### ТЕКСТОВЫЙ БЛОК
# # #

Последним примером центробежного биографического европейского романа можно считать «Жан-Кристофа» Ромена Роллана, эту лебединую песнь европейской биографии, величавой плавностью и благородством синтетических приемов приводящую на память «Вильгельма Мейстера» Гете. «Жан-Кристоф» замыкает круг романа; при всей своей современности, это старомодное произведение; в нем собран старинный центробежный мед германской и латинской расы. Для того чтобы создать последний роман, понадобилось две расы, сочетавшиеся в личности Ромена Роллана, но этого было мало. Все-таки «Жан-Кристоф» приводится в движение тем же мощным толчком наполеоновского революционного удара (роль личности в истории), как и весь европейский роман, через бетховенскую биографию Кристофа, через соприкосновение с мощной фигурой музыкального мифа, рожденного тем же наполеоновским половодьем личности в истории.
Дальнейшая судьба романа будет не чем иным, как историей распыления биографии как формы личного существования, даже больше чем распыления – катастрофической гибелью биографии.
Ныне, извлекая из общей связи явлений облюбованную им особь со всем, что ее непосредственно окружает, писатель-романист уже не может остановиться, а неизбежно притягивает вместе с личностью весь огромный мир общественных явлений; хочет он или не хочет, он пишет социальный роман, хронику, летопись, то есть разбивает композиционную цельность замысла, выходит из рамок романа как системы явлений, непосредственно относящихся к личности. Чувство времени, принадлежащего человеку для того, чтобы действовать, побеждать, гибнуть, любить, – это чувство времени составляло основной тон самочувствия европейского романа, ибо, еще раз повторяю, композиционная мера романа – человеческая биография. Простая совокупность всего, что считается человеком, еще не есть биография и не дает позвоночника роману. Человек, действующий во времени старого европейского романа, является как бы сторожем всей системы явлений, группирующихся около него: тем более велико было искусство последних европейских романистов, в качестве такого стержня избиравших людей заурядных и ничем не замечательных.
Ныне европейцы выброшены из своих биографий, как шары из бильярдных луз, и законами их деятельности, как столкновением шаров на бильярдном поле, управляет один принцип: угол падения равен углу отражения. Человек без биографии не может быть тематическим стержнем романа, и роман, с другой стороны, немыслим без интереса к отдельной человеческой судьбе, фабуле и всему, что ей сопутствует. Кроме того, интерес к психологической мотивировке, куда так искусно спасался упадочный роман, уже предчувствуя свою гибель, в корне подорван и дискредитирован наступившим бессилием психологических мотивов перед реальными силами, чья расправа с психологической мотивировкой час от часу становится более жестокой. Самое понятие действия для личности подменяется другим, более содержательным социально, понятием приспособления.

# # #

### ИСХОДНЫЕ ДАННЫЕ

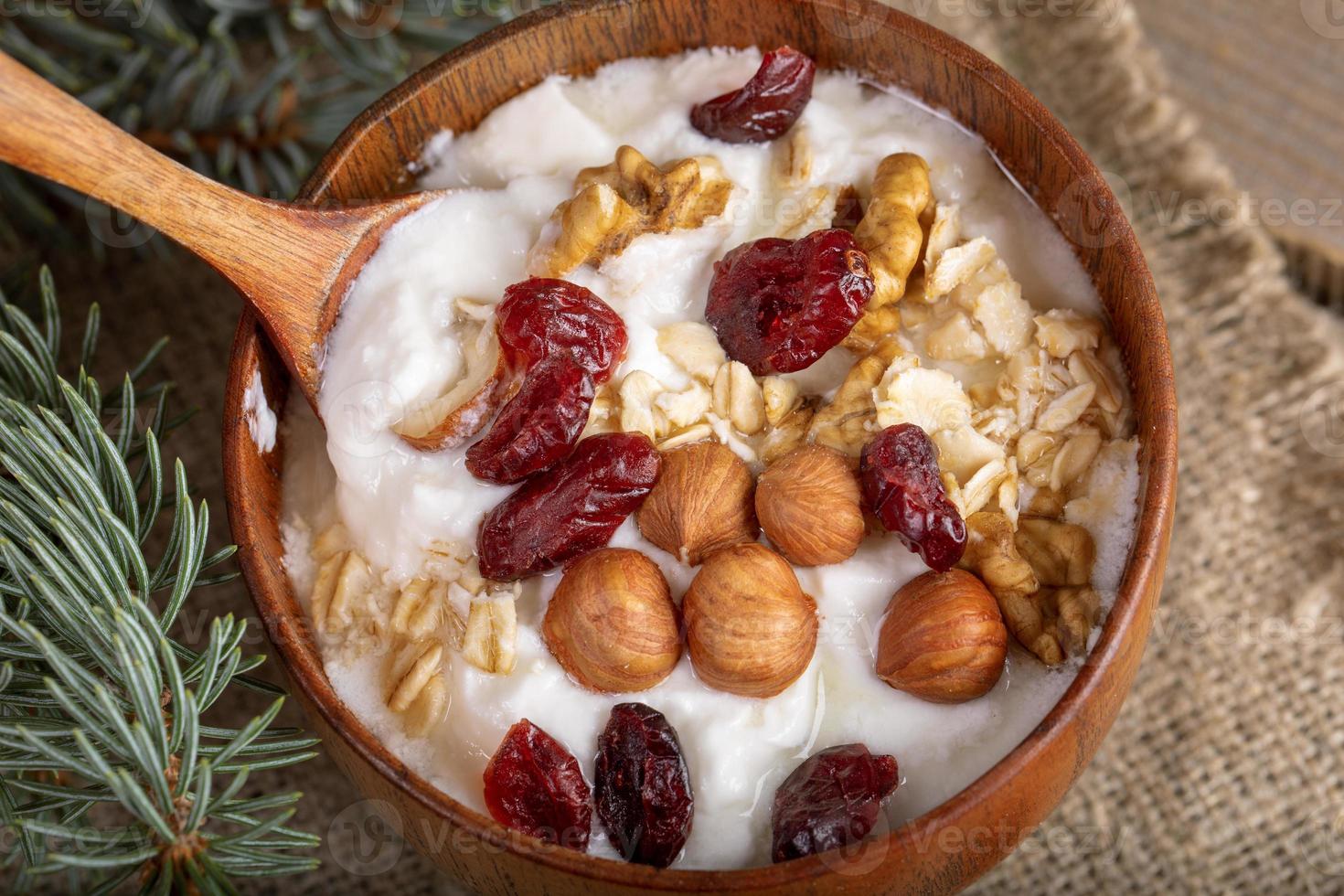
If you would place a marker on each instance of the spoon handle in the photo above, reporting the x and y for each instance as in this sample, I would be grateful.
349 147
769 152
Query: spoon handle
283 260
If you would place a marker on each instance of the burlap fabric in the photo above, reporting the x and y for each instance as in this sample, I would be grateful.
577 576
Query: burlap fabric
1226 769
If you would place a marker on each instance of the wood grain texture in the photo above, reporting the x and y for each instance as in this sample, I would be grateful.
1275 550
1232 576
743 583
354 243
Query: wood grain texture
288 262
958 841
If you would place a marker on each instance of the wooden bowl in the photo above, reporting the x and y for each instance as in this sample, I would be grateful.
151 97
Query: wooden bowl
957 841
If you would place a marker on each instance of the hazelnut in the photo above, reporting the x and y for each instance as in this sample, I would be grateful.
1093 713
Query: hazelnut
944 640
612 624
702 503
749 626
808 504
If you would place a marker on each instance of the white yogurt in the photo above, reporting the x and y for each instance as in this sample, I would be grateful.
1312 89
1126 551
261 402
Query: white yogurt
392 349
261 420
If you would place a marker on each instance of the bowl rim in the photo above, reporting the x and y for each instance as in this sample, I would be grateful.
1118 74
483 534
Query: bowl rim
1133 604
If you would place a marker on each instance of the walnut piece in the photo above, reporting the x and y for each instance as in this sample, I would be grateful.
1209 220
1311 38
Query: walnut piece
1054 623
629 197
1061 554
892 235
846 422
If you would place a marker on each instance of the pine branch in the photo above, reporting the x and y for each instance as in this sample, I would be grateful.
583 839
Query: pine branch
248 91
106 769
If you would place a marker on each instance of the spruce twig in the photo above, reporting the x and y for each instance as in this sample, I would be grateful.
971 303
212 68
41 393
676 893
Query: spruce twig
248 91
106 770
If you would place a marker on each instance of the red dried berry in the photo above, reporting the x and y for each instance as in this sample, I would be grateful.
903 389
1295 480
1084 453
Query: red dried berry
780 305
765 106
829 801
643 787
900 475
539 318
539 426
535 786
572 509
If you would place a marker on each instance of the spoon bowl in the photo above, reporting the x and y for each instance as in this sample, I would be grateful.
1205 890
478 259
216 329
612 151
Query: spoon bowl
960 840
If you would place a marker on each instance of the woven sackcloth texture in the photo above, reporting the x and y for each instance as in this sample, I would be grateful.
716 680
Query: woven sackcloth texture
1226 769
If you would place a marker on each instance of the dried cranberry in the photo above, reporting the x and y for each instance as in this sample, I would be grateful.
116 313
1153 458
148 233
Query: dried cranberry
539 427
900 475
641 786
765 106
543 317
780 305
535 786
829 801
572 509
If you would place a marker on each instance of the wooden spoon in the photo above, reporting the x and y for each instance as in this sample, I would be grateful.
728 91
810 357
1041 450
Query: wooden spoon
291 263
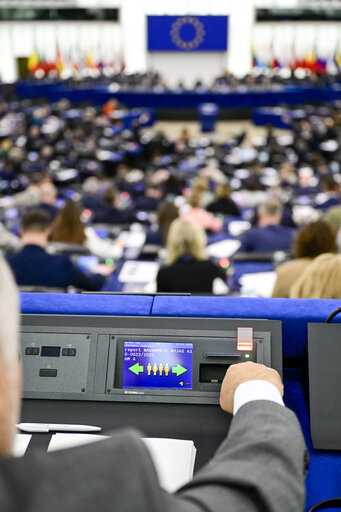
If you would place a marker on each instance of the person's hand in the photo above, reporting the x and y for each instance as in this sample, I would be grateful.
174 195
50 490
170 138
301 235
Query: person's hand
243 372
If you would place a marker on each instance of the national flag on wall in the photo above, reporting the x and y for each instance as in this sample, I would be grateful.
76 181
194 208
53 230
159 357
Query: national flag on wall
33 62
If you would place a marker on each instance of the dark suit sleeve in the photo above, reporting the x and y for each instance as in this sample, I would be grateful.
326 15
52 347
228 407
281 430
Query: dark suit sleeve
260 467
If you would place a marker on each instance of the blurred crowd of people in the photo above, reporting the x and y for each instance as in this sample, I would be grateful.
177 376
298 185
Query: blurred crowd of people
66 170
153 81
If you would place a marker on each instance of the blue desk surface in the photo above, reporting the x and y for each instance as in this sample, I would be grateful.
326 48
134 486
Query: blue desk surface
324 475
294 313
85 304
168 99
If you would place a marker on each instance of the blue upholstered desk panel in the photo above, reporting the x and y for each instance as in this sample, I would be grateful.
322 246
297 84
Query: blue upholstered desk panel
84 304
294 313
324 474
235 99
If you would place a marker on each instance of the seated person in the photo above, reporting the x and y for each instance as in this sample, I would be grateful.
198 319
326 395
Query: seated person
110 213
91 190
200 216
311 240
33 266
167 212
223 203
255 469
268 235
68 228
330 196
9 242
48 197
188 268
320 280
149 201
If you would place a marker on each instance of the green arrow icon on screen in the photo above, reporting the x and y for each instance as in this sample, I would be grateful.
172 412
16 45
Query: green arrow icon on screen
136 368
179 370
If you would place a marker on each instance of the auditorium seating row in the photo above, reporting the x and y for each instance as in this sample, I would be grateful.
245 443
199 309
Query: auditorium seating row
324 476
170 100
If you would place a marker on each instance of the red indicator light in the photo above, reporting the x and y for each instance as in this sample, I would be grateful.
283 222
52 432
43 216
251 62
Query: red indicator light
245 339
224 262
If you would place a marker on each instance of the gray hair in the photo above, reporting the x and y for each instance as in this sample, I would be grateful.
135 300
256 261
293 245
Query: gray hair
272 207
185 238
9 315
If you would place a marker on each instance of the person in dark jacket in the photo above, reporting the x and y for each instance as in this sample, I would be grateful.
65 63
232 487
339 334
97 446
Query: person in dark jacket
33 266
110 213
223 203
188 270
268 235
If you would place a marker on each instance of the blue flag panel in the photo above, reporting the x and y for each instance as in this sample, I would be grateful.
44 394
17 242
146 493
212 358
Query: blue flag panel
187 33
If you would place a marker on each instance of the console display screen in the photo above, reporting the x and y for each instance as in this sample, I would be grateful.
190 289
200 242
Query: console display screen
50 352
157 365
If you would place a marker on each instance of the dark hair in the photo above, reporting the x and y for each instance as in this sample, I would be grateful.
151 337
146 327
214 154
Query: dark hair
37 220
68 227
109 196
315 238
166 213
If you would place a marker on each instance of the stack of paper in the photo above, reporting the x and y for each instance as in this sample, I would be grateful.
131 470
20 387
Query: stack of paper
20 444
223 249
173 458
174 461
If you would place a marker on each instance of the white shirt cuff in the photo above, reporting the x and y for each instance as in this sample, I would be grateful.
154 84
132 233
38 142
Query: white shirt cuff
255 390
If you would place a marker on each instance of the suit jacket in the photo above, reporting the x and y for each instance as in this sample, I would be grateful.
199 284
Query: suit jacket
259 467
267 239
189 275
33 266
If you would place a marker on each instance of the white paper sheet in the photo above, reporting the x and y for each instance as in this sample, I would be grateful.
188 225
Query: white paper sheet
173 458
21 442
64 441
138 272
133 239
260 284
223 249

# # #

### ЗАДАЧИ ДЛЯ РЕШЕНИЯ
a) Какое произведение Гете, согласно тексту о судьбе романа, приводит на память «Жан-Кристоф» Ромена Роллана?
b) Объясните, опираясь на текст о судьбе романа, почему чувство времени, принадлежащего человеку, составляло основной тон самочувствия европейского романа.
c) Продолжите текст о судьбе романа, начав сразу после его последнего предложения.

### РЕШЁННЫЕ ЗАДАЧИ
a) «Вильгельма Мейстера».

b) Композиционная мера романа — человеческая биография. Поэтому в основе романа лежит время, отпущенное человеку для того, чтобы действовать, побеждать, гибнуть и любить.

c)
Современный роман сразу лишился и фабулы, то есть действующей в принадлежащем ей времени личности, и психологии, так как она не обосновывает уже никаких действий. Любопытно, что кризис романа, то есть фабулы, насыщенной временем, совпал с провозглашением принципа относительности Эйнштейном. Любопытно и то, что выхода из создавшегося положения писатели-романисты ищут в смещении планов, как, например, Андрей Белый и бессознательно подражающий ему Келлерман. А. Н. Толстой пишет свои романы на память и доводит их приблизительно до 1917 года и дальше не знает, что делать. Но большинство прозаиков уже совершенно отказались от романа и, не боясь упреков в газетности и злободневности, бессознательно пишут хронику (Пильняк, серапионовцы и др.). Очевидно, силою вещей современный прозаик становится летописцем, и роман возвращается к своим истокам – к «Слову о полку Игореве», к летописи, к агиографии, к Четьи-Минеи. Снова мысль прозаика векшей растекается по дереву истории, и не нам заманить эту векшу в ручную клетку.
Девятнадцатый век
К девятнадцатому веку применимы слова Бодлэра об альбатросе: «Шатром гигантских крыл он пригвожден к земле».
Начало столетия еще пробовало бороться с тягой земли, судорожными прыжками, мешковатыми и грузными полуполетами, конец столетия покоился уже неподвижно – прикрытый огромной палаткой непомерных крыл. Покой отчаянья. Крылья давят, противоречат своему естественному назначению.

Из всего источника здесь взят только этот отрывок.